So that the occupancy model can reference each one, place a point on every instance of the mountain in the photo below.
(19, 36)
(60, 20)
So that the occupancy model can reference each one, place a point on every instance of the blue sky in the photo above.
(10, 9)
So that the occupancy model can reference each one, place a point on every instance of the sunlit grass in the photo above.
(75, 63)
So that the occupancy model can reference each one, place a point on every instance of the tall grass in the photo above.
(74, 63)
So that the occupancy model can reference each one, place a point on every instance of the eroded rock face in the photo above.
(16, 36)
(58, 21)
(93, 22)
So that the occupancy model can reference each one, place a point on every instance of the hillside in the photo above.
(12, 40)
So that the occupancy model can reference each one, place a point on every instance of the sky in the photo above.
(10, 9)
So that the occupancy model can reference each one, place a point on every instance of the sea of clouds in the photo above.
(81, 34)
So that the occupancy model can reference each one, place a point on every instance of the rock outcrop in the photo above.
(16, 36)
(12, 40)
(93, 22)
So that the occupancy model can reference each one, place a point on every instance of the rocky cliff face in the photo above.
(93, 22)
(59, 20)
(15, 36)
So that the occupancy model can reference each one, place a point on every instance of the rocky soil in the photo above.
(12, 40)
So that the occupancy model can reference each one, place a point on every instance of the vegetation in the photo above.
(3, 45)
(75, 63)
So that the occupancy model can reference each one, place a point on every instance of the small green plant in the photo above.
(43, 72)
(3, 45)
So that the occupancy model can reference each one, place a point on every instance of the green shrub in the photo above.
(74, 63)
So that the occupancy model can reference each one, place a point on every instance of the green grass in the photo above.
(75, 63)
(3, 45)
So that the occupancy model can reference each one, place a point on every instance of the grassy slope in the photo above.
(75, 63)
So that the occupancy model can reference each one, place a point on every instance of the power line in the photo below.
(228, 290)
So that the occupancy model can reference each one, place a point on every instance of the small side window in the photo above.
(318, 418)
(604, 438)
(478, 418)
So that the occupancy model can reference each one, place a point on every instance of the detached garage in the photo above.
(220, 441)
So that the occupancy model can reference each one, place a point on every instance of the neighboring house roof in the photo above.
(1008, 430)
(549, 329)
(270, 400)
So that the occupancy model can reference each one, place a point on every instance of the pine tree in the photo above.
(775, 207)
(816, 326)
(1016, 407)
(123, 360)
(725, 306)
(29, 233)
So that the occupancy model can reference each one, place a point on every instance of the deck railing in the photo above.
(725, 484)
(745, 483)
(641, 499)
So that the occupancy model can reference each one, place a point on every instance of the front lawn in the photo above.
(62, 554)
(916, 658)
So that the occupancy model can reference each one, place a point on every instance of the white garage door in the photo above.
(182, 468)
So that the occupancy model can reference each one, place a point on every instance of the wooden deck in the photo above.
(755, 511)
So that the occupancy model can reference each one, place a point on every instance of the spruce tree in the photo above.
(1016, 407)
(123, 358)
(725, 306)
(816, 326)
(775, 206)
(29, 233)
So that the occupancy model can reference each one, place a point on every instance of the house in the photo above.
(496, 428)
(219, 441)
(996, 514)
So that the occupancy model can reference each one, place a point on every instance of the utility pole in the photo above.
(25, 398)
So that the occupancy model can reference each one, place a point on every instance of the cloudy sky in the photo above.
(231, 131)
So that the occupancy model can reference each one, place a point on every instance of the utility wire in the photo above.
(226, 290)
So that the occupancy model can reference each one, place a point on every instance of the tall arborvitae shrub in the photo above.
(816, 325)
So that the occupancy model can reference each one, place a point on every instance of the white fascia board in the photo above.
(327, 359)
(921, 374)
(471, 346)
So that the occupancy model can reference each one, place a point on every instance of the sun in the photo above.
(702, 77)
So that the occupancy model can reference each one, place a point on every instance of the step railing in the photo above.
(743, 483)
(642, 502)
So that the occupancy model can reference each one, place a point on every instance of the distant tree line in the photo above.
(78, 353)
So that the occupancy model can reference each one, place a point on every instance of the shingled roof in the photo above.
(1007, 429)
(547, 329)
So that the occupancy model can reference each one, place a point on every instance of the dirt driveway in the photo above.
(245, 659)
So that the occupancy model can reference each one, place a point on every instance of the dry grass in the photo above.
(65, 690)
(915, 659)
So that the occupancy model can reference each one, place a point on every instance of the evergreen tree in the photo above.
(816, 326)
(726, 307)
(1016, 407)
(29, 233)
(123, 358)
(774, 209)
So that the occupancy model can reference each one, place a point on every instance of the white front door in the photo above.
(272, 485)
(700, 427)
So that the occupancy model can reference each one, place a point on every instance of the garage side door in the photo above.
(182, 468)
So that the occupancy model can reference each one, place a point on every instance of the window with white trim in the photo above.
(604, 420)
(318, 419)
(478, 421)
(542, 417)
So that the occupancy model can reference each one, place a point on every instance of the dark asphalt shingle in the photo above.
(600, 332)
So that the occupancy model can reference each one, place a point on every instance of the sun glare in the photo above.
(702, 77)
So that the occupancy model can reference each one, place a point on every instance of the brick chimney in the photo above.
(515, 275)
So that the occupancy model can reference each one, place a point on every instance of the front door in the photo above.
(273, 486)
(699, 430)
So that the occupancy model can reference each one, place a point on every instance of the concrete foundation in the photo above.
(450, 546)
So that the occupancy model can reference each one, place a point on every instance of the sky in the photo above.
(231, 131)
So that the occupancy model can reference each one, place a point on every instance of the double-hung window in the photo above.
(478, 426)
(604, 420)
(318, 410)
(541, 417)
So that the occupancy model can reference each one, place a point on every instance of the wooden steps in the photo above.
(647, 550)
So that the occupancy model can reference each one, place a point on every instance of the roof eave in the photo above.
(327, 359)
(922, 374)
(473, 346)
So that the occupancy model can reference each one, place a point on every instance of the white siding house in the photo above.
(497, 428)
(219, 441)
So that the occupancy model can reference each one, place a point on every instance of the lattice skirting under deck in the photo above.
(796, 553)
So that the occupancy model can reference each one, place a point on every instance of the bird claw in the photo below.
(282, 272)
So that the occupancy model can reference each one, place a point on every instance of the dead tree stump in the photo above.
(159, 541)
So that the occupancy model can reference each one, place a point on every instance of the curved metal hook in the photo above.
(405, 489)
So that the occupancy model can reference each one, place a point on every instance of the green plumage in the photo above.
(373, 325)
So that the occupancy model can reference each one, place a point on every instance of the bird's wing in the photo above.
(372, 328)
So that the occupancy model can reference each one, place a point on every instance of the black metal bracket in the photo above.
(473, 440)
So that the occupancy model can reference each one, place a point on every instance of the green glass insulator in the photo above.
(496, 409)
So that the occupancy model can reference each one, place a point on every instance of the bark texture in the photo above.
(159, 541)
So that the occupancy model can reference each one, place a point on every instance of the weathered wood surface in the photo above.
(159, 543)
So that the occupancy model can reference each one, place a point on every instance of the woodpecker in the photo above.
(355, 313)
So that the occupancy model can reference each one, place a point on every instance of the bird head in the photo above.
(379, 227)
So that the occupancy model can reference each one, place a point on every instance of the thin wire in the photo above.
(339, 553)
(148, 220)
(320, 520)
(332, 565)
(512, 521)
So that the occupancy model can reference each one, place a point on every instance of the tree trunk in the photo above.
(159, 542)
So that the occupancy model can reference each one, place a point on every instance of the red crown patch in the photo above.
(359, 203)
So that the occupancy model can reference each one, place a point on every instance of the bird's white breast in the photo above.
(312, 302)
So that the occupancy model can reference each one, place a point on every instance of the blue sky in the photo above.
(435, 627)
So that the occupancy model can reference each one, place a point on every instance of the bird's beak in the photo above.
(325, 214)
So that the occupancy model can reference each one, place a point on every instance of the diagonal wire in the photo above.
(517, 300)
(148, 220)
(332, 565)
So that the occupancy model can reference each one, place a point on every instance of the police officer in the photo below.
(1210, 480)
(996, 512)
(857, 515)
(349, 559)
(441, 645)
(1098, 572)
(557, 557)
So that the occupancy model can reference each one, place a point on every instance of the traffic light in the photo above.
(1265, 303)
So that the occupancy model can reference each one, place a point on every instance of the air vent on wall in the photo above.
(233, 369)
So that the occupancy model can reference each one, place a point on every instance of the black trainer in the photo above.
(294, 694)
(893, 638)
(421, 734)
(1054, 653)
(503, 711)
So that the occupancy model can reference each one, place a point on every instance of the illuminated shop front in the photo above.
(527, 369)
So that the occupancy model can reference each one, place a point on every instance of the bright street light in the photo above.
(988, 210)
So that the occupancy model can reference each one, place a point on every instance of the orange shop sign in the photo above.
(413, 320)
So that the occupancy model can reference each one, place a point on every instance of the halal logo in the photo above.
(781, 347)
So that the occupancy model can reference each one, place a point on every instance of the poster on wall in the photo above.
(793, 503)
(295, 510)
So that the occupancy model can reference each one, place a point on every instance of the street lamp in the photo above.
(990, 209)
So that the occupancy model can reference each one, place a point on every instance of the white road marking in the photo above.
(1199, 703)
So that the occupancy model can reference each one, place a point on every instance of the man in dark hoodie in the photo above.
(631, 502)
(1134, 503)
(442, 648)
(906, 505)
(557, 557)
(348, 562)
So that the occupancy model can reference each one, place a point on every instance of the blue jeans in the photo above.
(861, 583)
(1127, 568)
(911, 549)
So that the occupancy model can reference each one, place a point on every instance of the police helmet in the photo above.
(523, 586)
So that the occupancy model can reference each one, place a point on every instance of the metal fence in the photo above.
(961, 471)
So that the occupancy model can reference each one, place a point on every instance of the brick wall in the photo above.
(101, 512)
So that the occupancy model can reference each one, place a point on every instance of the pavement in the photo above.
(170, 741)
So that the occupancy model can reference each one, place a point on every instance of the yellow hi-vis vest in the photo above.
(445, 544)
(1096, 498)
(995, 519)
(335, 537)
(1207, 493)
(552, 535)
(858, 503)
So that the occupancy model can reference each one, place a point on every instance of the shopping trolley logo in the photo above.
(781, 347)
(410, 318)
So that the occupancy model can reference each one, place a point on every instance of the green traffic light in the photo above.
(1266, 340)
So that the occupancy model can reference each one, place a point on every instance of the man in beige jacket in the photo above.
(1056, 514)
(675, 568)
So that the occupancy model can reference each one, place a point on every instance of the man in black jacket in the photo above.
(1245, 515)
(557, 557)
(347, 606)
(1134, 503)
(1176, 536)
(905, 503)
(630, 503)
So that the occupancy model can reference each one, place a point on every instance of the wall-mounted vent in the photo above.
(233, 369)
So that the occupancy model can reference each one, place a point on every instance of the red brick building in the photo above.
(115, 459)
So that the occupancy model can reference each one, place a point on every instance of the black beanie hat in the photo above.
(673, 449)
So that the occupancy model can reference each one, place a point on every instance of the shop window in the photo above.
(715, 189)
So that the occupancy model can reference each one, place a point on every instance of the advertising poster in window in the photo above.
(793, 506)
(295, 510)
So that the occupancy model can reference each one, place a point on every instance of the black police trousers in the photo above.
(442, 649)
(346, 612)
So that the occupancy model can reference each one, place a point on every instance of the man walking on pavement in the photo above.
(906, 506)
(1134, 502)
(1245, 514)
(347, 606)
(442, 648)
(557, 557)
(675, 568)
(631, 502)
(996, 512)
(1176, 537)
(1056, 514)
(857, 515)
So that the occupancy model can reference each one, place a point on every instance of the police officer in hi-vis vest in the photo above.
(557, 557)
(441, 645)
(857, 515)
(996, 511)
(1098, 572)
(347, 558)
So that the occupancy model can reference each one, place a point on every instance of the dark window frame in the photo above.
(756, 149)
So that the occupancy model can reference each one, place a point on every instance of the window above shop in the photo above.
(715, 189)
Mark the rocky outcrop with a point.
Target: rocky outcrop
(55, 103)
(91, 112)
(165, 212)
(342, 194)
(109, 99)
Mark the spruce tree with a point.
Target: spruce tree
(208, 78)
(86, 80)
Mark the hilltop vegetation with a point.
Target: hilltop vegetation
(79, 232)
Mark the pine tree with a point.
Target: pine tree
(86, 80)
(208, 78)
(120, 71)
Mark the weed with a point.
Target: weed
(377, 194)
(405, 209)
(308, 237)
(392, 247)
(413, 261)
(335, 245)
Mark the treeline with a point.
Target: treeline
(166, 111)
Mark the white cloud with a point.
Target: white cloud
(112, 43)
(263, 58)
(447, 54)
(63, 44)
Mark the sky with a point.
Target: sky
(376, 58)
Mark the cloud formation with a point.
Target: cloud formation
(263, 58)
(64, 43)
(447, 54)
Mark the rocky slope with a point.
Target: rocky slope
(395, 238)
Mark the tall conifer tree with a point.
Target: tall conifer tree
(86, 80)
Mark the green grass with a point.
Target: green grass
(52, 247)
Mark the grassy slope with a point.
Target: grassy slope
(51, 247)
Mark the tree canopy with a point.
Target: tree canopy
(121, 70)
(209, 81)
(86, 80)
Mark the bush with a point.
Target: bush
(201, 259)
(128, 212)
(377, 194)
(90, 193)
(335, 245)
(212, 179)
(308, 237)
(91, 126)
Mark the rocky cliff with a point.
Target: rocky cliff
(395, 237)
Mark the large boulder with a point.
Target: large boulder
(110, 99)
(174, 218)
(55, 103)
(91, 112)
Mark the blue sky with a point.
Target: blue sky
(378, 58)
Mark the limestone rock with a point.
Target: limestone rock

§ **EXERCISE REQUIREMENTS**: All lines from the one that contains "Target: rocky outcrop" to the end of the records above are to be copied exactly; leave out the rest.

§ **TASK OUTPUT**:
Target: rocky outcrop
(55, 103)
(91, 112)
(165, 212)
(342, 194)
(109, 99)
Mark the spruce tree with a point.
Target: spruce tree
(208, 78)
(86, 80)
Mark the hilltop vegetation with a point.
Target: hilltop vegetation
(79, 232)
Mark the pine tree with a point.
Target: pine tree
(86, 80)
(208, 78)
(120, 71)
Mark the weed with a point.
Target: weed
(377, 194)
(405, 209)
(308, 237)
(392, 247)
(413, 261)
(335, 245)
Mark the treeline with a point.
Target: treeline
(166, 111)
Mark the white cloud with a point.
Target: white cloud
(112, 43)
(263, 58)
(447, 54)
(63, 44)
Mark the sky with a point.
Target: sky
(376, 58)
Mark the cloud formation with a point.
Target: cloud formation
(263, 58)
(64, 43)
(447, 54)
Mark the rocky slope with a point.
Target: rocky slope
(395, 238)
Mark the tall conifer tree with a point.
Target: tall conifer tree
(86, 80)
Mark the green grass with a point.
Target: green grass
(52, 247)
Mark the grassy slope with a point.
Target: grassy slope
(51, 247)
Mark the tree canopy with a point.
Target: tree canopy
(121, 70)
(209, 81)
(86, 80)
Mark the bush with a point.
Target: bush
(201, 259)
(128, 212)
(377, 194)
(90, 193)
(335, 245)
(212, 179)
(308, 237)
(91, 126)
Mark the rocky cliff with a point.
Target: rocky cliff
(395, 237)
Mark the large boulder with a point.
Target: large boulder
(110, 99)
(174, 218)
(55, 103)
(91, 112)
Mark the blue sky with a point.
Target: blue sky
(378, 58)
Mark the limestone rock with a point.
Target: limestone rock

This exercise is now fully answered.